# EXERCISE BRIEF
Return the whole listing unchanged. Drop the images.

# SOURCE DATA
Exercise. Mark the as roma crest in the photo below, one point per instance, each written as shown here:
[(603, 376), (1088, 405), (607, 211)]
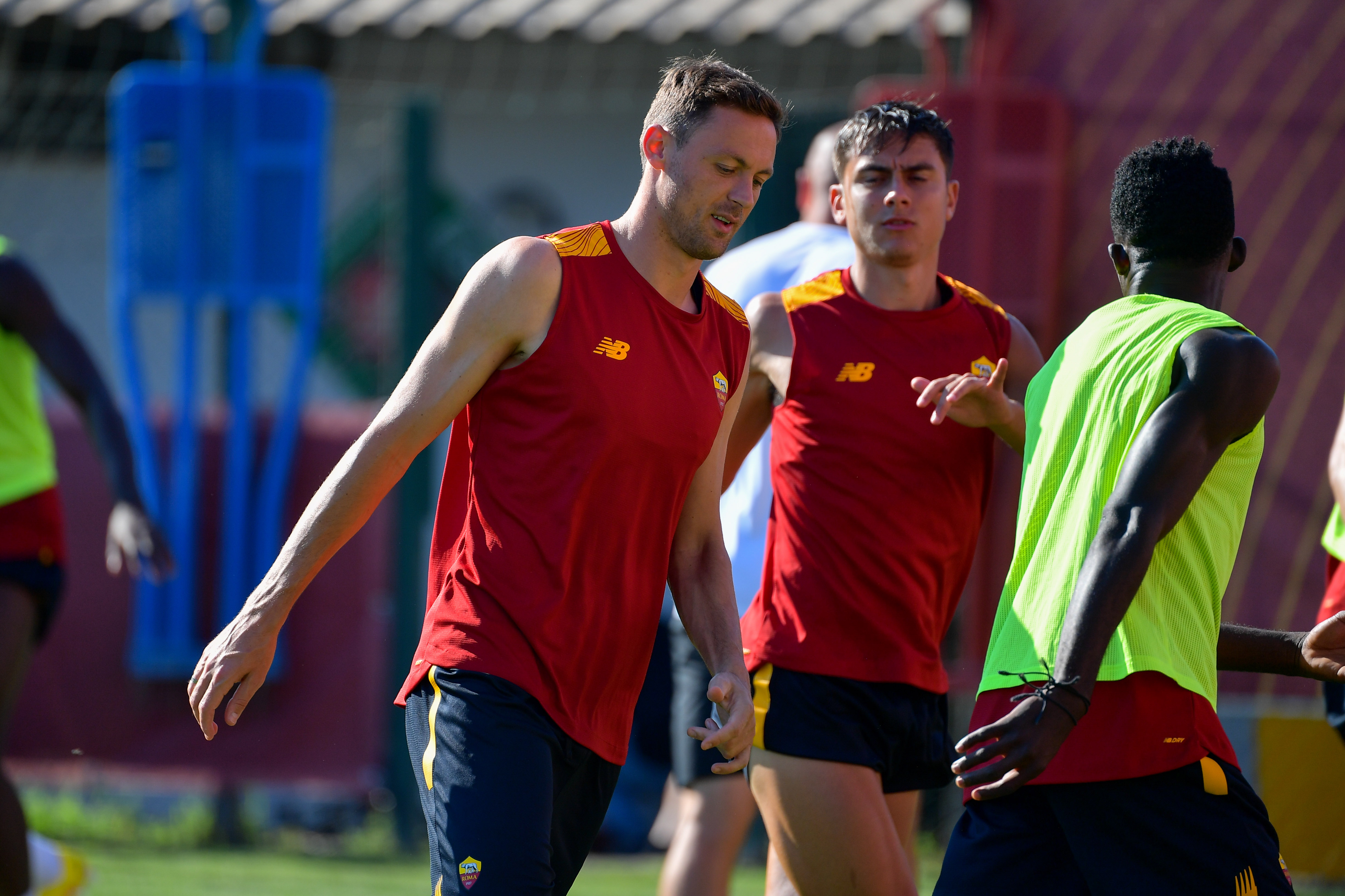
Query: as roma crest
[(721, 388), (469, 871)]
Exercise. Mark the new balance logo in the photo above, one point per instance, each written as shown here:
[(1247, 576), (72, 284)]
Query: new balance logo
[(612, 349), (860, 372)]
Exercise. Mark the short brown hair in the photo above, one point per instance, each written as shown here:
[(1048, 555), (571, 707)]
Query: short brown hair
[(872, 130), (693, 87)]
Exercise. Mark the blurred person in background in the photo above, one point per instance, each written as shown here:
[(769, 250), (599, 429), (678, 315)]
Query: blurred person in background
[(715, 812), (1333, 540), (877, 509), (33, 549)]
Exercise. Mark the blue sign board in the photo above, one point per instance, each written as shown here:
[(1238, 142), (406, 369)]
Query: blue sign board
[(217, 201)]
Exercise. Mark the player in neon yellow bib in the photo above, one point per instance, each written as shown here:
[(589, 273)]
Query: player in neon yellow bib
[(32, 540), (1144, 435)]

# RESULT OF THE EXERCISE
Exercise. Mark the as roma crest in the photo below, one point per instance, each written as shown here:
[(603, 376), (1088, 405), (607, 211)]
Query: as roma crest
[(721, 388), (469, 871)]
Exercise. Mark the new balance logo in the photo above, one point per instance, each written as shown here:
[(1247, 576), (72, 284)]
Query: new balance logo
[(612, 349), (860, 372)]
Exercise. Mark the short brown hair in the photo above, one point per instance, each written as shown here:
[(1048, 555), (571, 707)]
Query: short brown hair
[(872, 130), (693, 87)]
Exercise. Mark the blurred person in background in the photo above, one point per instance, each written as shown here:
[(769, 250), (599, 429), (678, 315)]
Query: blurred person in background
[(715, 812), (1333, 540), (877, 509), (33, 549)]
Exercise. Mark the blue sign board in the photo above, one point per instance, each written as shown here:
[(1238, 142), (406, 369)]
Query: blue sign board
[(217, 201)]
Exercise. Mark the player in neon yellow bib in the photo above, one point per instance, each written as shown here:
[(589, 273)]
Query: player in neon yellow bib
[(32, 540), (1144, 435)]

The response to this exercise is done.